Exercise brief
The listing below contains a span that opens with the line containing "positive clicks: (393, 53) (402, 55)" and closes with the line containing "positive clicks: (432, 14)". Return that span exactly.

:::::

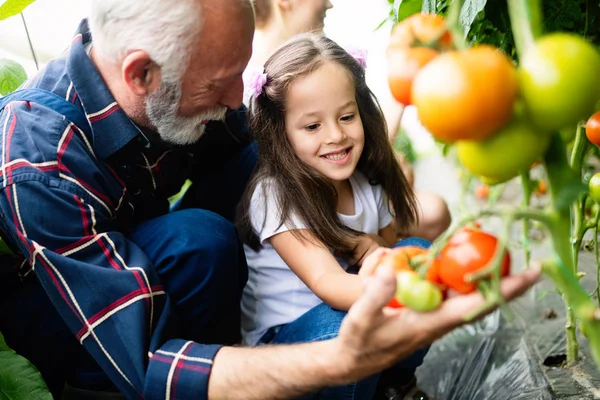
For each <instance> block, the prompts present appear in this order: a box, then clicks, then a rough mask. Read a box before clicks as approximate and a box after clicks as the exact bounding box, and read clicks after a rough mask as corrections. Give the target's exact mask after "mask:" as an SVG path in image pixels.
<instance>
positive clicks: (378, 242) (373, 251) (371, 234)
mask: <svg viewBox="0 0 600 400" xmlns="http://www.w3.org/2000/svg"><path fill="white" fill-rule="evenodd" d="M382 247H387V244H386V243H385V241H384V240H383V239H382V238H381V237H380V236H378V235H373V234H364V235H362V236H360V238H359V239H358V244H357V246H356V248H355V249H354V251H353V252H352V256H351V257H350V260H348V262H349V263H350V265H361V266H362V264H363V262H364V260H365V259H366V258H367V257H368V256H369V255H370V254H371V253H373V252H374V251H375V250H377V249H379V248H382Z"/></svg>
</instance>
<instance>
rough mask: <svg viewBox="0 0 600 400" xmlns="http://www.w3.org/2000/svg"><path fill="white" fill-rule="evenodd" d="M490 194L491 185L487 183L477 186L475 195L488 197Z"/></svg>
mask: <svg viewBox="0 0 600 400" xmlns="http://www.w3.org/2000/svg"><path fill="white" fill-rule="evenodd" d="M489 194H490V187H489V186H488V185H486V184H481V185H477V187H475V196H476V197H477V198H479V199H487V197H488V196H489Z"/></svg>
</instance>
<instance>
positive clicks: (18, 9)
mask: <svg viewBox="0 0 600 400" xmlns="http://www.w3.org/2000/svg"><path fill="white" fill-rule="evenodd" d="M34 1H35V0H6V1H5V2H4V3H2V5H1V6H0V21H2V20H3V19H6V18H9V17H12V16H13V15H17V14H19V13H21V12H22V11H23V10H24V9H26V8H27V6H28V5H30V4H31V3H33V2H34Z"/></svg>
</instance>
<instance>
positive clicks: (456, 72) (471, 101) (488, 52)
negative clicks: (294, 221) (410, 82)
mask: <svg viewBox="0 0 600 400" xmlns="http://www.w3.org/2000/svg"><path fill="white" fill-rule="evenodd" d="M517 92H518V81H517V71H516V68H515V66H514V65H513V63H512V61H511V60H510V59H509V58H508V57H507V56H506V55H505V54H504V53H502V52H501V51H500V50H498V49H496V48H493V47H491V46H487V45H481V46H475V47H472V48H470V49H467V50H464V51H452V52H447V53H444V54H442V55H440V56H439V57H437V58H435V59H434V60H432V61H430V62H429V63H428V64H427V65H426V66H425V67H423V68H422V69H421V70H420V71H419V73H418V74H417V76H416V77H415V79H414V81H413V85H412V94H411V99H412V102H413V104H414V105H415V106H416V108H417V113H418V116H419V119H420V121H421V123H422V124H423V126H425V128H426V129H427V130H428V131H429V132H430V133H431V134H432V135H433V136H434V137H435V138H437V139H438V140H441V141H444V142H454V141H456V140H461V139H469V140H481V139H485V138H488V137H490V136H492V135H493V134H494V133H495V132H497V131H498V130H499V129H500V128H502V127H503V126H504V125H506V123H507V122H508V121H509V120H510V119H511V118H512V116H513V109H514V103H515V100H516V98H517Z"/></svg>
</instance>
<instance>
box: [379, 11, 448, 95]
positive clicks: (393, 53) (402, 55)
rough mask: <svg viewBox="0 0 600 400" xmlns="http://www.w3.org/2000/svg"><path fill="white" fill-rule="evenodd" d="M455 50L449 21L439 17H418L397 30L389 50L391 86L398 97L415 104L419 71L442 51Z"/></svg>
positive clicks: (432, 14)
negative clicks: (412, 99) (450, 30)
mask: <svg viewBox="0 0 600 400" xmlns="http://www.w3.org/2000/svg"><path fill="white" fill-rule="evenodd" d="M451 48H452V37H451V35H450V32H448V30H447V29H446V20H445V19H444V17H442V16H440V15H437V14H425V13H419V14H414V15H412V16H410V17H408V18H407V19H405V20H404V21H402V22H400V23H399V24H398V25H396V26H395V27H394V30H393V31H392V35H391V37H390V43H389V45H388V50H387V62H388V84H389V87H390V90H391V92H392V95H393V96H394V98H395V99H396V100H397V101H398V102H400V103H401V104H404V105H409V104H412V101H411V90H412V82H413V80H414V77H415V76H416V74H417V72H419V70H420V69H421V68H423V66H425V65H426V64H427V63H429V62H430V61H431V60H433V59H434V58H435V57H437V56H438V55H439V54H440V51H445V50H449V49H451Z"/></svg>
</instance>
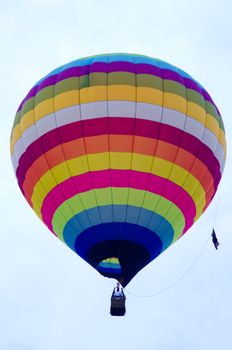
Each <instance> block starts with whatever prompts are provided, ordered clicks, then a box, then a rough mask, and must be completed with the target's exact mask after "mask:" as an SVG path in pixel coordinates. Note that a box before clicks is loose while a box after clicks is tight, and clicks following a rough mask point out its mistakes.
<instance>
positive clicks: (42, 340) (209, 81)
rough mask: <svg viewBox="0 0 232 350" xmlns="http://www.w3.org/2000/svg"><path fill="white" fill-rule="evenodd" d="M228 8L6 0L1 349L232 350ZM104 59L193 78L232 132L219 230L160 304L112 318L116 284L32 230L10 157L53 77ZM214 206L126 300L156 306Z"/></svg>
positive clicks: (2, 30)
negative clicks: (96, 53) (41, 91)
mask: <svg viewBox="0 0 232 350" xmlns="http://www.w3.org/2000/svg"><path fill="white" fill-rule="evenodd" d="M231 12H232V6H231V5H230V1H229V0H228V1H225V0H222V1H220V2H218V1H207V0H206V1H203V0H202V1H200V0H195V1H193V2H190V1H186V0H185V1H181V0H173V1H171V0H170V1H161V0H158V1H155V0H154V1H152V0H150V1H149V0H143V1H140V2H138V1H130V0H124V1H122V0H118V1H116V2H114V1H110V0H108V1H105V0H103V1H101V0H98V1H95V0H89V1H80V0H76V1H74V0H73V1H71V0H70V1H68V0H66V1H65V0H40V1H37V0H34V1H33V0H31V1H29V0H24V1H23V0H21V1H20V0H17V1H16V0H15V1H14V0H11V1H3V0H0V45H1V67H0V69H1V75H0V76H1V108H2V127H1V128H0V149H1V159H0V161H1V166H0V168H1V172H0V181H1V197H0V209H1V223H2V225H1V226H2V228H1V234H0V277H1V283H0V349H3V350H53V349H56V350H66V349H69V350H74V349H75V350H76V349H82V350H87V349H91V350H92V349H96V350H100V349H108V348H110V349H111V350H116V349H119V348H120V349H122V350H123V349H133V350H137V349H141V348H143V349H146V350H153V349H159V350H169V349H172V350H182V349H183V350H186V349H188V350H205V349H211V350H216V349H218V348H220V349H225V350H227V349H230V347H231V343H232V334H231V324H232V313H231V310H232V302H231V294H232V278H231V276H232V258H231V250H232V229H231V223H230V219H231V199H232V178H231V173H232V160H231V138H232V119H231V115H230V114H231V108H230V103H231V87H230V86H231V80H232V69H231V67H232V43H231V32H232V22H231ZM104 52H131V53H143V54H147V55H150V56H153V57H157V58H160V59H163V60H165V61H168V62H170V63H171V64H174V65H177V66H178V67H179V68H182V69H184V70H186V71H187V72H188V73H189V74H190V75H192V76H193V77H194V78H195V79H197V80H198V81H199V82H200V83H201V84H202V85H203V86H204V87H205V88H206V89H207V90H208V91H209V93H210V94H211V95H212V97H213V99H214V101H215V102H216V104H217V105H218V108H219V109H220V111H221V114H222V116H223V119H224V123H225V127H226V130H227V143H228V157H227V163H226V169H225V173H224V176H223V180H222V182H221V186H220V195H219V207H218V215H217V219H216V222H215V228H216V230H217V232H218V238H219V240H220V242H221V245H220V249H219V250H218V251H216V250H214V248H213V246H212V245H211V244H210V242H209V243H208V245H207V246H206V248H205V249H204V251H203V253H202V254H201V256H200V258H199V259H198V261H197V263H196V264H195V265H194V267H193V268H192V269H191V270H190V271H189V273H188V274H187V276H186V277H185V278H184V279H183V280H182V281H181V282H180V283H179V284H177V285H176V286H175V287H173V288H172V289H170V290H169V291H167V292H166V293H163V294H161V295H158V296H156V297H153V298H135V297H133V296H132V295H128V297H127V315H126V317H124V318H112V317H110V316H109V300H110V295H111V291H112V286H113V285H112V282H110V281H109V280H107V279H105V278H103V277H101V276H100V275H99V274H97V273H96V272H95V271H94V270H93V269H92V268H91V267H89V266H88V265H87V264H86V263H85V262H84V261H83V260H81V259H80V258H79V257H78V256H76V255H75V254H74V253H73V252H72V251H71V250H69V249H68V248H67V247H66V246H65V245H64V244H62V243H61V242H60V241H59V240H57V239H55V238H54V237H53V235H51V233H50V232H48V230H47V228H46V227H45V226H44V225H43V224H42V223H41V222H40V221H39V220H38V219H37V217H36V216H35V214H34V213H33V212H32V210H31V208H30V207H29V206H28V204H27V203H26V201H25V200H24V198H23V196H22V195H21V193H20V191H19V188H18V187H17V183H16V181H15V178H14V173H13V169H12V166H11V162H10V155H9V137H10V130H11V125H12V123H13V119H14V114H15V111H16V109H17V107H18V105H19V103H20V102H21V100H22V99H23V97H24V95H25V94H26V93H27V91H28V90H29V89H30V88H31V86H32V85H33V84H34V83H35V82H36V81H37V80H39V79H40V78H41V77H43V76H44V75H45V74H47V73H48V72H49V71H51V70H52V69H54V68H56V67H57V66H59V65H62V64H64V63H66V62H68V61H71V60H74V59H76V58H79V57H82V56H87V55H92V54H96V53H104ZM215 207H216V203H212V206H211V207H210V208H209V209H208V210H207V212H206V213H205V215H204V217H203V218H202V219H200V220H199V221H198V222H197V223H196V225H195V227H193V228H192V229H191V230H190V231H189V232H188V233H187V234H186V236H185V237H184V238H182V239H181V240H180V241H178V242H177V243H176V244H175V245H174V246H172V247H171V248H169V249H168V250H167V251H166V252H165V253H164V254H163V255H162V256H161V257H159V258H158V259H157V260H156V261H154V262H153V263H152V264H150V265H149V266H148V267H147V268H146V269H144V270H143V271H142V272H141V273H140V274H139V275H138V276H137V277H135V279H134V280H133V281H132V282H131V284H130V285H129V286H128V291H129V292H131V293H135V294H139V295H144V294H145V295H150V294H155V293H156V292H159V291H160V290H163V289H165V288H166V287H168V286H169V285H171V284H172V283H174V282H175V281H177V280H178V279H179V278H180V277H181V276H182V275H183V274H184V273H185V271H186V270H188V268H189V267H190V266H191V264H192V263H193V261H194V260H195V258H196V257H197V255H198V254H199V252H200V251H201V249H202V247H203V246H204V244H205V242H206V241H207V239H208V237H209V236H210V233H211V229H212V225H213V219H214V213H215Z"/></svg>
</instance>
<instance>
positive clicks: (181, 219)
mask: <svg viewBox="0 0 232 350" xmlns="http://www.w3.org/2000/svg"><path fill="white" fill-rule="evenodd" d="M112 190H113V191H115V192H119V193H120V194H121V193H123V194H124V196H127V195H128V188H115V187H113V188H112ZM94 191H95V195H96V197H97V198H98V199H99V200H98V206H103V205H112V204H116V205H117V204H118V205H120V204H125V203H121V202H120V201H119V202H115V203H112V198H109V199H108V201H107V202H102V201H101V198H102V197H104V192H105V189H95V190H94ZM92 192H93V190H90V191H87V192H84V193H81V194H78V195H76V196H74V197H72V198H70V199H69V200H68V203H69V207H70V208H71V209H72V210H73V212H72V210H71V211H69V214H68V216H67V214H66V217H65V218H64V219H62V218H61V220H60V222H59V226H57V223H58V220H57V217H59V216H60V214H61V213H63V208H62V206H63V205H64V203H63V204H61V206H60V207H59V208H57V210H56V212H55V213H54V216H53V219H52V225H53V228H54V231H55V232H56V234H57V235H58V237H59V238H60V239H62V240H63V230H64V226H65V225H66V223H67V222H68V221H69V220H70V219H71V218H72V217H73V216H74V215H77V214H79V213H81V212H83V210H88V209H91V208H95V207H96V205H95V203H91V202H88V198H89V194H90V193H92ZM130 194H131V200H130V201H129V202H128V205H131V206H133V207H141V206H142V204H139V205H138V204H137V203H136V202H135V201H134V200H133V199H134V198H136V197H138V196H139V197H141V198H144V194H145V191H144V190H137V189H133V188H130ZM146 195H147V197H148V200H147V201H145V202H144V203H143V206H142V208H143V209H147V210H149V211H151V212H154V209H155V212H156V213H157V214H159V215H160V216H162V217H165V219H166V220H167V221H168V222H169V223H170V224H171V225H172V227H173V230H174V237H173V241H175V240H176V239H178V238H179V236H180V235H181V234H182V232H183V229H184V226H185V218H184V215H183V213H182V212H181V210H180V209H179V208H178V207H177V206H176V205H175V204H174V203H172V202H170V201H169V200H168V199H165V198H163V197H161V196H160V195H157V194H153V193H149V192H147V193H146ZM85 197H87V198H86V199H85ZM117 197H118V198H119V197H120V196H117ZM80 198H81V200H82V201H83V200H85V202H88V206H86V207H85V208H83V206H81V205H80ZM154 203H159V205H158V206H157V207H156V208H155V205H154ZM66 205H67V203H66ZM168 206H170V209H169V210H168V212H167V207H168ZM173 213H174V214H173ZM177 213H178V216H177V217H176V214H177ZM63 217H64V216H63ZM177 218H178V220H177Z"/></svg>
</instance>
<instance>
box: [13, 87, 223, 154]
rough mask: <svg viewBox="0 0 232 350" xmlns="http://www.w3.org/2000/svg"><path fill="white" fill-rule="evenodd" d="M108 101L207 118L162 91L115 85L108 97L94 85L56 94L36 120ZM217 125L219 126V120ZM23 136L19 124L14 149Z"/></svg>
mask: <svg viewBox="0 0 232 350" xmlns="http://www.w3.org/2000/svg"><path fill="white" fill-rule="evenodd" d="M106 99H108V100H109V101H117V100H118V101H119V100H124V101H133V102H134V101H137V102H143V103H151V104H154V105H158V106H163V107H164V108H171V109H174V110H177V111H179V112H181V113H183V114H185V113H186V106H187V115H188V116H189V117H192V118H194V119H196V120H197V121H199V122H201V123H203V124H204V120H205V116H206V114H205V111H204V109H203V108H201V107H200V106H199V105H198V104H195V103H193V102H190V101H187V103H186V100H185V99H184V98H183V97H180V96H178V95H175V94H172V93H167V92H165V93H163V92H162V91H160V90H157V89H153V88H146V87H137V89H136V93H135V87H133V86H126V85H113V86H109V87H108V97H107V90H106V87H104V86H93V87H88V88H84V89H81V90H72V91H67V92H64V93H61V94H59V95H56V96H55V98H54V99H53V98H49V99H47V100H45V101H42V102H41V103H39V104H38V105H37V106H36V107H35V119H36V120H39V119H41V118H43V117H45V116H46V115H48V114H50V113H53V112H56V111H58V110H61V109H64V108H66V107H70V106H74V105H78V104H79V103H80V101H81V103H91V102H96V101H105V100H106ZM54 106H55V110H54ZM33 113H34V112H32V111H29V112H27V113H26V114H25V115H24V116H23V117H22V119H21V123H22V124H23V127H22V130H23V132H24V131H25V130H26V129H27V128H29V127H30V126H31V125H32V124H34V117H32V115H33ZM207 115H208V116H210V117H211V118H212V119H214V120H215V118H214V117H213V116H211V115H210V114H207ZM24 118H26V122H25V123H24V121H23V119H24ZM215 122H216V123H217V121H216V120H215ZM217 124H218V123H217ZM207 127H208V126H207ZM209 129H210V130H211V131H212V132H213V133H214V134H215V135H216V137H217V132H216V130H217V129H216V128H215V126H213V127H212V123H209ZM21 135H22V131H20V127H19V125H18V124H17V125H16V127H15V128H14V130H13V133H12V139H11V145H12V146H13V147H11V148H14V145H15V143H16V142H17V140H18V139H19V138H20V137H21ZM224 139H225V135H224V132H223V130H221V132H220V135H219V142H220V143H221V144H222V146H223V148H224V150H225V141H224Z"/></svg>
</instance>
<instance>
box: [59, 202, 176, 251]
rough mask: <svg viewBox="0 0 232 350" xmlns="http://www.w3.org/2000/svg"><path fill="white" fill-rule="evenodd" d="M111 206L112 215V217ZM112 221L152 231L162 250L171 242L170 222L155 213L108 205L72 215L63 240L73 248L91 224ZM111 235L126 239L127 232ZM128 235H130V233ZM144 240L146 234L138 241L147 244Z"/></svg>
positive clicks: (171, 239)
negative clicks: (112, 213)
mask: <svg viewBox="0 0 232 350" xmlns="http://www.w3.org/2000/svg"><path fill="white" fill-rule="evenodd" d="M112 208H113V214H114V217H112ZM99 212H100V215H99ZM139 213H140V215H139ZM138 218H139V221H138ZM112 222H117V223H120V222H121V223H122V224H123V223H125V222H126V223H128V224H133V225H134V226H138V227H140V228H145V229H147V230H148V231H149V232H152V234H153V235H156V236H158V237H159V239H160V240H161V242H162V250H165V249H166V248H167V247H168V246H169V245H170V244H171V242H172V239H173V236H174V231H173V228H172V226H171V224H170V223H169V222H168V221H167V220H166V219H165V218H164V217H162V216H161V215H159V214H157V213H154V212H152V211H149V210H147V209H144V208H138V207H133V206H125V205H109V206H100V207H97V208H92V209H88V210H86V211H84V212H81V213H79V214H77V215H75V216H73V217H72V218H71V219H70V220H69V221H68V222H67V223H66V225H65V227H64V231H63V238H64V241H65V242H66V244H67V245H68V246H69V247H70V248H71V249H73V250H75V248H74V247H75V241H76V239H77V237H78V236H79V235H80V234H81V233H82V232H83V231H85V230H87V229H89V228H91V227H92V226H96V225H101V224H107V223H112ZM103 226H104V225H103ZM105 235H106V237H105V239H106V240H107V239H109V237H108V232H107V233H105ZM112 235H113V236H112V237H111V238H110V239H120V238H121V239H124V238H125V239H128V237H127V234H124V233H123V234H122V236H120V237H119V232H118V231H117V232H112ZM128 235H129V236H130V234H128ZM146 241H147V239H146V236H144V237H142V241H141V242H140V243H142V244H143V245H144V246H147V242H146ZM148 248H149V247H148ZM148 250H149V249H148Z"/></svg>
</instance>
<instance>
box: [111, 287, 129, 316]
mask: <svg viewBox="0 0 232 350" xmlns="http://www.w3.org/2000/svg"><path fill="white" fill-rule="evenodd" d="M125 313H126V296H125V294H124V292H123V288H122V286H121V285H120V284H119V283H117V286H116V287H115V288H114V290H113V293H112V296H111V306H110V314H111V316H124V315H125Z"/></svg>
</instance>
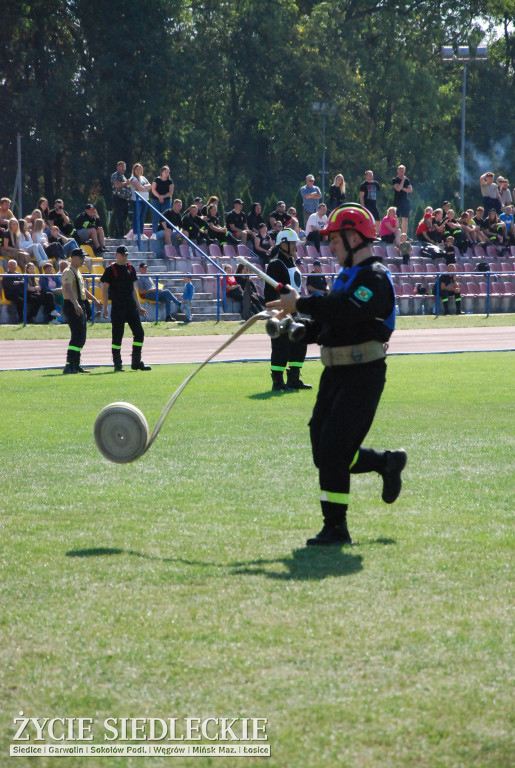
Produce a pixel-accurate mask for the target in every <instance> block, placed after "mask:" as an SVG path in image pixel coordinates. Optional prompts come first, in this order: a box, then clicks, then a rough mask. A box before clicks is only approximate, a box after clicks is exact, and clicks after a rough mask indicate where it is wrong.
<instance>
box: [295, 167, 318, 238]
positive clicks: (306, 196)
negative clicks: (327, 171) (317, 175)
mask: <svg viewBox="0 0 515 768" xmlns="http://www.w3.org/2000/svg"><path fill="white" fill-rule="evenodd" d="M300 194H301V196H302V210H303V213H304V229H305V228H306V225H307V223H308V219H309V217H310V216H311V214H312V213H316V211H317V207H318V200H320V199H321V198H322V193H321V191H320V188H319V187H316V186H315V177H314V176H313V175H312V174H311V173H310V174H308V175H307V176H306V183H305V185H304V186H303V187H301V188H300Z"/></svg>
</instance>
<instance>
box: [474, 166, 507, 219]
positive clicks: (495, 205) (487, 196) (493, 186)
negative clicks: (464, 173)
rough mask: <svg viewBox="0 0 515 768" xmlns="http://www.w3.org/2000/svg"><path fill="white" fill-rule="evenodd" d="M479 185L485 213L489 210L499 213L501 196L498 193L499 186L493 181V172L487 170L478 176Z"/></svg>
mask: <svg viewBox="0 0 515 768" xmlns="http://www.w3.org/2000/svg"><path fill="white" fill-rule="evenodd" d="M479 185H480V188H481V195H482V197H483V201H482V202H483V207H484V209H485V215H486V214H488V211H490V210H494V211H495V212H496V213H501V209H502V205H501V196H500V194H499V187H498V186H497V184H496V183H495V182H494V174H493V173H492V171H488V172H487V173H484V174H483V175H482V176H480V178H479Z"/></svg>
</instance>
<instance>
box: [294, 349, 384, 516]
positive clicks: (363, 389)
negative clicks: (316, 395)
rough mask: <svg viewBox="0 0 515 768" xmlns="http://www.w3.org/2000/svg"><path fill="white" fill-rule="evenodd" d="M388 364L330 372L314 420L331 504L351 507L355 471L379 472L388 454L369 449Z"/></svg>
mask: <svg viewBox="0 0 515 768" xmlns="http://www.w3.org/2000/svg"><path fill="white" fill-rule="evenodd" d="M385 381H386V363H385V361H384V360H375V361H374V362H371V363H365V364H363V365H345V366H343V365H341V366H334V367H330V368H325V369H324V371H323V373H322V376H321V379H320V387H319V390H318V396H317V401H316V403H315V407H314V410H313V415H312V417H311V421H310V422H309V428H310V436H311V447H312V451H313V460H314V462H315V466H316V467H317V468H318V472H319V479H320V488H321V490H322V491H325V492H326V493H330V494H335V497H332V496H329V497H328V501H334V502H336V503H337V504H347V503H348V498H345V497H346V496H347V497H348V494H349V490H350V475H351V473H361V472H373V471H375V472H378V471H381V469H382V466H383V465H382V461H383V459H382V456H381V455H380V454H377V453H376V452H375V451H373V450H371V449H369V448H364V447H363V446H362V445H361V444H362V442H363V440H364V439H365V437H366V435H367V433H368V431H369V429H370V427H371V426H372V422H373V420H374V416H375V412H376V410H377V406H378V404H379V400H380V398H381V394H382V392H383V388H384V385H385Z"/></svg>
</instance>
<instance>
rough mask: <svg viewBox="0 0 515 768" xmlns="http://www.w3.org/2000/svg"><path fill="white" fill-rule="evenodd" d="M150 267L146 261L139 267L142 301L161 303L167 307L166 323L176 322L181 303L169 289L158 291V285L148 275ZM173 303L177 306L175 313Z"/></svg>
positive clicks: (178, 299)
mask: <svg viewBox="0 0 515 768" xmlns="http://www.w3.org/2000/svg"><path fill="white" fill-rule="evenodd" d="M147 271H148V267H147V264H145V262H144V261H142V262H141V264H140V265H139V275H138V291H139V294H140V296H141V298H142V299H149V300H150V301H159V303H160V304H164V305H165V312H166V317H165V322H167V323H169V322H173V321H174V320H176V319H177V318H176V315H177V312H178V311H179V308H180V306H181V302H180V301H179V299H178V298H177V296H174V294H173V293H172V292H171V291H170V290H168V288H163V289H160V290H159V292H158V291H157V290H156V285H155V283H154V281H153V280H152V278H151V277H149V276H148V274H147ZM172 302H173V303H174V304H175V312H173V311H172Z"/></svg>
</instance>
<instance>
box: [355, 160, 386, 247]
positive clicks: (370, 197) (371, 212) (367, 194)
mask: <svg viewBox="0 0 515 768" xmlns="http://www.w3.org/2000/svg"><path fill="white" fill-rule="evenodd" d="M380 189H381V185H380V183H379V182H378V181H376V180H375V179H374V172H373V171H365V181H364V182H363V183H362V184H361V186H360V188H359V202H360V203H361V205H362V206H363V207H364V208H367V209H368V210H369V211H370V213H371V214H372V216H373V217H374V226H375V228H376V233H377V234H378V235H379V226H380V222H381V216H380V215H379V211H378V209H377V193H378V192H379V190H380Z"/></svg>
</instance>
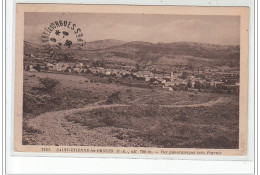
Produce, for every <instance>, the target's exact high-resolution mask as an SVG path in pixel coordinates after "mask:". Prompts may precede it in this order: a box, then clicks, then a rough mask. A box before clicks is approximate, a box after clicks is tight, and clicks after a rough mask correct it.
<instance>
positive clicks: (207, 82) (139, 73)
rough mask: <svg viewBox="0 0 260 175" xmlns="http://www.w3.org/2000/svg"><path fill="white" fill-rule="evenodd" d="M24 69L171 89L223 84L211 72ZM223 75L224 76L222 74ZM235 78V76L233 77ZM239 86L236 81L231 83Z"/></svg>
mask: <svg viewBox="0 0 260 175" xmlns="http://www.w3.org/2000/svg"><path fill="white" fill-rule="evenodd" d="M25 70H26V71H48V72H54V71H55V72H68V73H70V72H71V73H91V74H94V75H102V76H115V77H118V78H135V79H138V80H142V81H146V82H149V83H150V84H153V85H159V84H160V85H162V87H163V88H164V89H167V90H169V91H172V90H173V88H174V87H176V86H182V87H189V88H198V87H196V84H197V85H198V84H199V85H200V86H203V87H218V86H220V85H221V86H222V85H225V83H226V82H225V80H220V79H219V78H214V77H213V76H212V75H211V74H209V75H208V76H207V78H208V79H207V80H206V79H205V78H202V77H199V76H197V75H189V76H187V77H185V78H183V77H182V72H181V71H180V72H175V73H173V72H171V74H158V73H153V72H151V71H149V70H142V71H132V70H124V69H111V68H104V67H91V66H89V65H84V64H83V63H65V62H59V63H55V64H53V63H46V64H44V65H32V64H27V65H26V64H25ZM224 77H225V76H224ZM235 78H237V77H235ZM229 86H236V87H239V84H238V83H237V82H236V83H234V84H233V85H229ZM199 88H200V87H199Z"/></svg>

:::::

Task result
positive clicks: (393, 53) (402, 55)
rough mask: <svg viewBox="0 0 600 400" xmlns="http://www.w3.org/2000/svg"><path fill="white" fill-rule="evenodd" d="M455 50L449 21L439 17H418L397 30L389 50L391 86L398 97L415 104L419 71L442 51Z"/></svg>
positive clicks: (432, 14)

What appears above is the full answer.